Trecho →
****************************************

Acórdão nº 60/09.9T2SVV.C1 de Court of Appeal of Coimbra (Portugal), 27 de Março de 2012
Magistrado Responsável | CARLOS QUERIDO |
Data da Resolução | 27 de Março de 2012 |
Emissor | Court of Appeal of Coimbra (Portugal) |
Acordam no Tribunal da Relação de Coimbra I. Relatório MC (…) e esposa MF (…), intentaram acção declarativa de condenação sob a forma de processo sumário contra EL (…) e esposa OM (…) pedindo a sua condenação: a) a reconhecer o direito de propriedade dos autores relativamente ao prédio rústico, composto de eucaliptal, sito em M (...), freguesia de T (...), concelho de Sever do Vouga, a confrontar do norte com (…) (actualmente (…), do sul e poente com a junta de freguesia e do nascente com caminho, inscrito na matriz sob o artigo x (...) e descrito na Conservatória do Registo Predial de Sever do Vouga sob o número y (...), sobre o qual se encontra inscrita a aquisição dos autores, por compra, pela apresentação 2 de 27 de Dezembro de 2004; b) A restituir as parcelas do prédio referido, que invadiram, retirando as fitas, estacas e o mais que ali colocaram; c) a pagar por todos os prejuízos causados aos autores, designadamente o valor de € 205,00 correspondente ao custo da suspensão dos trabalhos de lavragem do prédio, a que acrescerão aqueles, decorrentes do atraso na replantação do prédio, que venham a apurar-se em sede de liquidação.
Como fundamento da sua pretensão, alegam em síntese os autores: são donos do prédio que identificam no art.º 1.º da petição, por o haverem adquirido por compra em 23 de Dezembro de 2004; tal prédio encontra-se demarcado dos prédios vizinhos, nunca tendo havido discussão sobre estremas; os autores procederam ao corte de árvores do seu prédio, lavragem do seu terreno, pretendendo a sua replantação, sendo que aquando dos trabalhos de lavragem, o RR marido pretendeu interrompê-los, alegando que o prédio era seu; posteriormente, o réu cercou e vedou com fitas duas parcelas daquele prédio, implantando estacas, em madeira, pretendendo que aquele prédio confronte com um seu que ali não existe; além de vedar as parcelas, o réu impediu os autores de proceder aos trabalhos de replantação que se preparavam para levar a cabo, causando-lhes prejuízos.

****************************************

Sua tarefa →
Responda com base no trecho:
(a) Em que data foi tomada a resolução?
(b) Qual valor os autores pedem pela suspensão dos trabalhos de lavragem do prédio?
(c) Segundo os autores, em que data eles compraram o prédio?
O material não tem nada a ver com esta parte.

Seção de dados →
****************************************

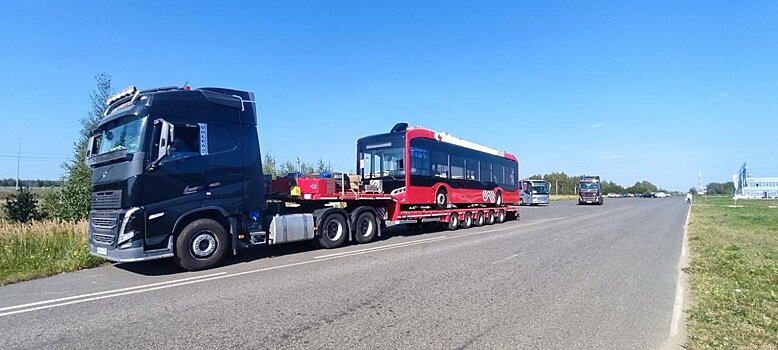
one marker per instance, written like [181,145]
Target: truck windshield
[382,162]
[121,134]
[540,188]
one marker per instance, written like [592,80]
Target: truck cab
[164,158]
[589,190]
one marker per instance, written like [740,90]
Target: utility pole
[18,162]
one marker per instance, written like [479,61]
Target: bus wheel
[333,231]
[479,219]
[468,221]
[500,216]
[201,245]
[453,222]
[365,227]
[441,199]
[490,217]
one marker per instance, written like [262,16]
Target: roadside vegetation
[733,274]
[42,248]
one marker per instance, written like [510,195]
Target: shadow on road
[167,267]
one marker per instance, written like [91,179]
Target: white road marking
[675,324]
[196,279]
[498,261]
[105,292]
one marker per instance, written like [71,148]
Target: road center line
[106,292]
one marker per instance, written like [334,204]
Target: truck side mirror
[166,134]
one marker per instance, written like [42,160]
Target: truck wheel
[441,199]
[365,227]
[500,216]
[479,219]
[490,217]
[453,222]
[468,221]
[201,245]
[334,230]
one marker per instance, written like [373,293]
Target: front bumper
[134,254]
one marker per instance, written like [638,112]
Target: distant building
[755,187]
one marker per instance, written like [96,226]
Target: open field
[733,274]
[41,249]
[5,192]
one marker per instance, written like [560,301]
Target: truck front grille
[103,226]
[107,199]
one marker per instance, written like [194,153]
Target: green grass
[733,274]
[40,249]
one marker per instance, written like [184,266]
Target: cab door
[176,179]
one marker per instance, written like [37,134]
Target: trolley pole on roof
[18,161]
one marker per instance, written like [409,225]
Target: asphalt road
[563,277]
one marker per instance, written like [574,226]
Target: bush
[22,207]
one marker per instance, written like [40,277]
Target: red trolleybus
[420,167]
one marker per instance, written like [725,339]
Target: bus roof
[417,131]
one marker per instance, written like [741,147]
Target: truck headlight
[127,230]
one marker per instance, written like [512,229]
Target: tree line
[562,183]
[9,182]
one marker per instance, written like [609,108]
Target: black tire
[333,230]
[453,222]
[441,199]
[479,219]
[468,221]
[490,217]
[202,244]
[365,227]
[500,216]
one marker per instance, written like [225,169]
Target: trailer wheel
[453,221]
[468,221]
[441,199]
[333,231]
[500,216]
[365,227]
[479,219]
[490,217]
[202,244]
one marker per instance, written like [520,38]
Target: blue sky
[654,91]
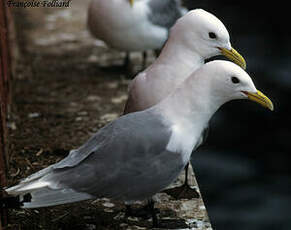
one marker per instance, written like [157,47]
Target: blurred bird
[133,25]
[140,154]
[195,37]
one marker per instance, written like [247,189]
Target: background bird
[133,25]
[140,154]
[195,37]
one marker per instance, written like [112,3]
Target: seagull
[129,25]
[195,37]
[139,154]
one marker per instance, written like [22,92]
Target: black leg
[186,175]
[184,191]
[144,59]
[126,62]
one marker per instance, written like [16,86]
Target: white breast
[183,141]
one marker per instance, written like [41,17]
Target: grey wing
[132,164]
[164,13]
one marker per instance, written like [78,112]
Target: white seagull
[195,37]
[129,25]
[140,154]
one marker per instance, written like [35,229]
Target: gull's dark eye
[212,35]
[234,80]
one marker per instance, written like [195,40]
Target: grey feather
[165,13]
[125,160]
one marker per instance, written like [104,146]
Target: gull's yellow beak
[131,2]
[234,56]
[260,98]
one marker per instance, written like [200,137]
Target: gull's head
[226,81]
[205,34]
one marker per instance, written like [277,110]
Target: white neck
[190,106]
[181,60]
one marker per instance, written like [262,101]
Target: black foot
[182,192]
[143,212]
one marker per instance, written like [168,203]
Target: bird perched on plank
[133,25]
[140,154]
[195,37]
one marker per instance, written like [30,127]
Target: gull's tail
[35,191]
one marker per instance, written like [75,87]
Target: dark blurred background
[244,168]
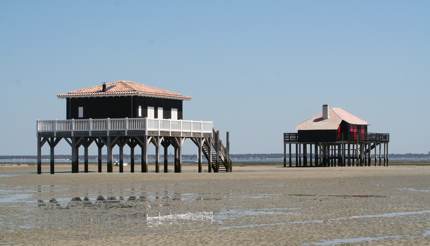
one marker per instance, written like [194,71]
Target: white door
[174,114]
[139,111]
[150,113]
[160,113]
[81,112]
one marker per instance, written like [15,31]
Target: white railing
[125,124]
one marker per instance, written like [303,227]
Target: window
[150,113]
[80,112]
[174,115]
[139,111]
[160,113]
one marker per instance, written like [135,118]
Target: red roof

****************************************

Resposta certa →
(a) 27 de março de 2012.
(b) € 205,00.
(c) 23 de dezembro de 2004.